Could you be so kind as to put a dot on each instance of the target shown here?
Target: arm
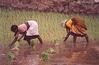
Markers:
(13, 42)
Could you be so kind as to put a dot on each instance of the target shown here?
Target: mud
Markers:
(63, 55)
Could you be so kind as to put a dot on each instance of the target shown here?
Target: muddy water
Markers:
(62, 56)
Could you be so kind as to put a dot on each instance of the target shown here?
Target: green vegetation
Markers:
(49, 24)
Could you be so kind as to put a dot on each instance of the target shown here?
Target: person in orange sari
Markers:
(75, 27)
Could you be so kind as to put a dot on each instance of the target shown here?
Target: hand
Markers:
(10, 46)
(18, 40)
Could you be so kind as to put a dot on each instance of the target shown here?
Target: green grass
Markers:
(49, 24)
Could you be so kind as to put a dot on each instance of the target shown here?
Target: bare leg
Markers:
(74, 40)
(87, 39)
(40, 39)
(28, 42)
(66, 37)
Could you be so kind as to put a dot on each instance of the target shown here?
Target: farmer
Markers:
(75, 27)
(28, 30)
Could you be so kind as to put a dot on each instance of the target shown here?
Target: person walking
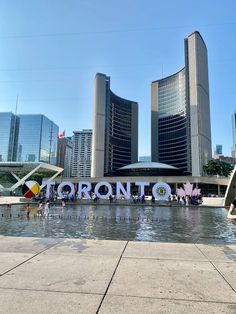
══════════
### [INSTRUCTIONS FOR THE TASK]
Your job is to transcribe the records exactly and in full. Pictures are not part of the copy.

### [SOLVED EXERCISE]
Could you be so kind as to put a dot on each instance of the target shown here?
Target: arm
Markers:
(13, 42)
Could you be so kind as to put a dot on each instance of the target shown here?
Target: mud
Markers:
(63, 55)
Could you be so kind as to put a dot on each instance of the target shown here?
Target: muddy water
Markers:
(62, 56)
Could you be so kind as to put a dot on each instance of the target shown here?
Target: green vegetation
Markers:
(49, 24)
Could you be so kind as to put a dot on each instance of the target shown here?
Target: person in orange sari
Markers:
(75, 27)
Could you be so kind as to put a dot on each instance of the target shown here?
Target: hand
Markers:
(10, 46)
(18, 40)
Could you be so kind as to put a dot on each instance of the target shown here?
Target: green grass
Markers:
(49, 24)
Could you be so kind as to put a dot on each instance of the target shown here?
Target: bare leg
Markers:
(74, 40)
(87, 39)
(40, 39)
(28, 42)
(66, 37)
Could you be so kind as to put a dot on each instance of the target shown here?
Target: farmer
Markers:
(75, 27)
(28, 30)
Could you be so kind as to put a dot on each instance of the target shown here?
Target: person walking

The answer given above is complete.